MATERIALS PROVIDED:
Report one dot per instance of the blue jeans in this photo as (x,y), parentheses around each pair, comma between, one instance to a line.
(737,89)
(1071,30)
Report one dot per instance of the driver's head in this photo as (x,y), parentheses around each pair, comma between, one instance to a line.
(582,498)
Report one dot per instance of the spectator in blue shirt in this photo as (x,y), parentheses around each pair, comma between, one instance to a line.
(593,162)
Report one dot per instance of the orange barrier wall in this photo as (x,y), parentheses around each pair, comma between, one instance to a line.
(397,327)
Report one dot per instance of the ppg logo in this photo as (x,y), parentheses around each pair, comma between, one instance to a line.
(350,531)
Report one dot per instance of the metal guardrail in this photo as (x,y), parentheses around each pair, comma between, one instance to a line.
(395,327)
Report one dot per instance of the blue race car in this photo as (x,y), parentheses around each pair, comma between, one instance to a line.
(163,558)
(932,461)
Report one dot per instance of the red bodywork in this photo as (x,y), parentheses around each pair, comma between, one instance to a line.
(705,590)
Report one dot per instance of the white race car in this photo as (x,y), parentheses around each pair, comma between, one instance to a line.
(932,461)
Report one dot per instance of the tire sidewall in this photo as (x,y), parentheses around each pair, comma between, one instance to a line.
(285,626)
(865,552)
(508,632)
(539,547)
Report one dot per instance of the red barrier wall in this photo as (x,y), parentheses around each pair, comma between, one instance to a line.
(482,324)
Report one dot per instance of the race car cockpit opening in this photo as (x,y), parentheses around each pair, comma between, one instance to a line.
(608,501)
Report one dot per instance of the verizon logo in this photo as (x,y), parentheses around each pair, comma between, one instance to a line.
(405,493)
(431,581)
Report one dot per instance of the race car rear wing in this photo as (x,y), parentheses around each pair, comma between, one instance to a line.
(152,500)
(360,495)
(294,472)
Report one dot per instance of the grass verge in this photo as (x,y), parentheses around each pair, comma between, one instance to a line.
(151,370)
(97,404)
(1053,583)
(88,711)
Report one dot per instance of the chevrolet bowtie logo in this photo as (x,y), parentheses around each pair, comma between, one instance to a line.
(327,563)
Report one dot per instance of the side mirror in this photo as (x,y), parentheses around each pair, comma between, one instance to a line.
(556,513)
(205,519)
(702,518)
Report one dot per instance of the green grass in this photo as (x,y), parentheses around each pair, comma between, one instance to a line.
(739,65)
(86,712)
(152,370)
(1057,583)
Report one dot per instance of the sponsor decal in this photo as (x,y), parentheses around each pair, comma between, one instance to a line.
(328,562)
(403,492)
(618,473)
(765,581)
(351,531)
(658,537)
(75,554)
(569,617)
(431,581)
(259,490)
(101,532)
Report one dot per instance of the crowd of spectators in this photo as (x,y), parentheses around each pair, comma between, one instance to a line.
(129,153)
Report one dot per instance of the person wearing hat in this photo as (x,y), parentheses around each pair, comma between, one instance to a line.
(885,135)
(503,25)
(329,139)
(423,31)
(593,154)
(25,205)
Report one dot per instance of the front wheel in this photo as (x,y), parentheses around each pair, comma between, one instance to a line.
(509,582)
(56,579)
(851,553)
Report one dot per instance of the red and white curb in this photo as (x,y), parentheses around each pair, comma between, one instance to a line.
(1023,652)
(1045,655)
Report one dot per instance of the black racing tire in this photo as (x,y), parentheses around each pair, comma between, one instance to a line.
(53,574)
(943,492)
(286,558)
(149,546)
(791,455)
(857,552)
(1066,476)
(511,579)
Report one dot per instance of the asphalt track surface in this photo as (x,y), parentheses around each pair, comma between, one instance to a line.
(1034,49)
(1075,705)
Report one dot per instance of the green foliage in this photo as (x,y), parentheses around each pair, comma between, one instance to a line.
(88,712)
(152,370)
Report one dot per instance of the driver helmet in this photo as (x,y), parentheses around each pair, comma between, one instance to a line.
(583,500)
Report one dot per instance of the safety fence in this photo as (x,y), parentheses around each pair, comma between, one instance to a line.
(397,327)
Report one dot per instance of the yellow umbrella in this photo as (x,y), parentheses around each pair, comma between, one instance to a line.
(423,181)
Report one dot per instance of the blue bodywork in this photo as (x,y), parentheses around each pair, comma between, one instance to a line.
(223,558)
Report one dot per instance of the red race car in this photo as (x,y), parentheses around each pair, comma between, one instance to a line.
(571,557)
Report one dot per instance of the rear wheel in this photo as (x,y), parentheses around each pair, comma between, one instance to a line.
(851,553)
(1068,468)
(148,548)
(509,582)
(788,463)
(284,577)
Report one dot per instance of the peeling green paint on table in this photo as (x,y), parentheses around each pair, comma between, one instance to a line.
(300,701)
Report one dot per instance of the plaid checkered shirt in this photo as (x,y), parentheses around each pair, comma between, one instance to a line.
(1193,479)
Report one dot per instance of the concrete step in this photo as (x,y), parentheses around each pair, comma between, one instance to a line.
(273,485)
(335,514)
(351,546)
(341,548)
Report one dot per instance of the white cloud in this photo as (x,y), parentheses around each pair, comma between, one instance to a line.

ASSIGNED TASK: Every record above must be duplicated exactly.

WRITTEN RESPONSE:
Report one dot per instance of the blue jeans in this photo as (x,y), parentheses around each pair, comma between, one instance to a line.
(737,89)
(1071,30)
Report one dot per instance of the driver's head in this photo as (x,y), parentheses around each pair, comma between, one instance to a line.
(582,498)
Report one dot per instance of the spectator in blue shirt in this photo as (x,y), parentheses around each pair, comma between, one instance to a line.
(593,162)
Report one dot per instance of the orange barrier wall in this photo as (x,y), parentheses around each pair, comma between, one instance to a line.
(397,327)
Report one dot per instance of the ppg logo in this photo as (x,y), parentheses around each pair, comma between, one instance to a line.
(350,531)
Report one dot per instance of the metal guardrail in this photo as (x,y), parentheses around each pair, comma between, one instance to a line.
(395,327)
Report one dot per instance of the blue race car in this photo as (x,y), parentheses around each pair, comma between, one instance to a line.
(163,558)
(932,461)
Report one dot per instance of the red bodywork in this photo as (x,y), parentheses around each pair, comma between, one instance to a line.
(705,590)
Report one dot per instance of the white race car in this photo as (x,y), parentheses around each pair, comma between, one instance to a line.
(932,461)
Report one dot per instance of the tire sidewall in this photo as (x,y), parentheses around each pair, comma between, one instance to a line.
(285,626)
(865,552)
(508,632)
(539,547)
Report one dot per instance of the red barrier wall in this photo as (x,y), parentheses around each pair, comma between, one instance to a line.
(482,324)
Report one dot per instance of the race car cockpit opening in this photo as (x,y), parentheses around each pair, comma between, one instance to a line.
(608,501)
Report one dot per instance of the verizon logo in this photo as (x,y), parentheses around each pair, comma between, one instance to a line.
(405,493)
(431,581)
Report one dot per instance of the race car rear wing in this photo as (x,y), parentheses around each pair, comma between, one instance to a line.
(152,500)
(360,495)
(294,472)
Report one dot per instance of the grass verge in this photo as (x,y), parentheses around each pair, comma between, one instance to a line.
(151,370)
(97,404)
(1053,583)
(88,711)
Report one dot per instance of the chevrolet bowtie logo in this photo as (x,y), parentheses around each pair, comma between, one instance to a line.
(327,563)
Report one dot per instance of the side mirror in this photo as (x,y), parentheses around each pair, comma between, one instance to a line.
(556,513)
(205,519)
(702,518)
Report one dot per instance of the green grass in this photo as (x,y), parentheses around each pair, comma between, one instance to a line.
(739,65)
(86,712)
(152,370)
(1057,583)
Report one dot per instance of the sponsor decal in this photo as (x,y), parentheses around each pair, comma between, one instance to a line.
(328,562)
(403,492)
(618,473)
(765,581)
(351,531)
(658,537)
(75,554)
(569,617)
(431,581)
(259,490)
(101,532)
Report one dot per instance of the crowd of spectators in this photo as (x,y), parentheses around each pair, comma between, one instance to a line.
(129,153)
Report one dot per instance of the person wearing hat in this photo as (x,y), parentheses around each pair, comma between, one instance to a line.
(885,135)
(503,25)
(329,139)
(423,31)
(593,154)
(25,205)
Report one dot per instance of the front wheel in this photo as (x,y), parentheses around each pair, comma between, one instance to a line.
(509,582)
(56,579)
(851,553)
Report one dot per instance of the red and white curb in this photo as (x,y), parentheses around each pair, comma between, one instance to a line.
(1023,652)
(1045,655)
Report one dot per instance of the black racing tire in this photo as (x,y), parentheses around each pair, comma between, one instance to a line.
(53,574)
(943,492)
(286,558)
(149,546)
(791,455)
(857,552)
(1066,476)
(511,579)
Report one dot per instance of the asphalt track surface in this photo as (x,y), parentheses around each pair, comma between, one instance to a line.
(1034,49)
(1075,705)
Report one dot per instance of the green foliage in this photo as (x,y), parentheses around each pair, comma between, one instance to a line.
(88,712)
(152,370)
Report one dot per instance of the driver helmet in this photo as (x,y), parentheses around each pair, comma between, one instance to a line.
(583,500)
Report one dot per instance of the safety fence in this photo as (x,y), parentheses around each pair, comma between, one instance to a line.
(397,327)
Report one dot per instance of the yellow umbrella in this photo as (x,y), parentheses around each pair, comma between, one instance to a line.
(423,181)
Report one dot per instance of the blue bodywork in this photo as (x,y), parentheses around each pair, comma between, one instance to a line.
(223,558)
Report one dot per instance of the red race car in this photo as (x,y), parentheses around each pair, comma between, one instance to a line.
(571,557)
Report one dot per instance of the rear wheel in this photo as (x,y), parentheses around each pair, comma between, one instance to a line.
(851,553)
(1068,468)
(148,548)
(509,582)
(788,463)
(284,577)
Report one dot per instance of the peeling green paint on table in this photo as (x,y), parentheses around each pair, comma between, one instance to a line.
(300,701)
Report one dot per instance of the plaid checkered shirt in this photo as (x,y), parentheses around each pair, comma between, one instance to a line.
(1193,479)
Report one dot per instance of the concrete step in this photo as (x,y), parentheses around each pair, comma between, one instance to a line.
(273,485)
(335,514)
(351,546)
(341,548)
Report one dot per instance of the white cloud in this photo as (x,y), parentheses around each pair, comma between, one instance to a line.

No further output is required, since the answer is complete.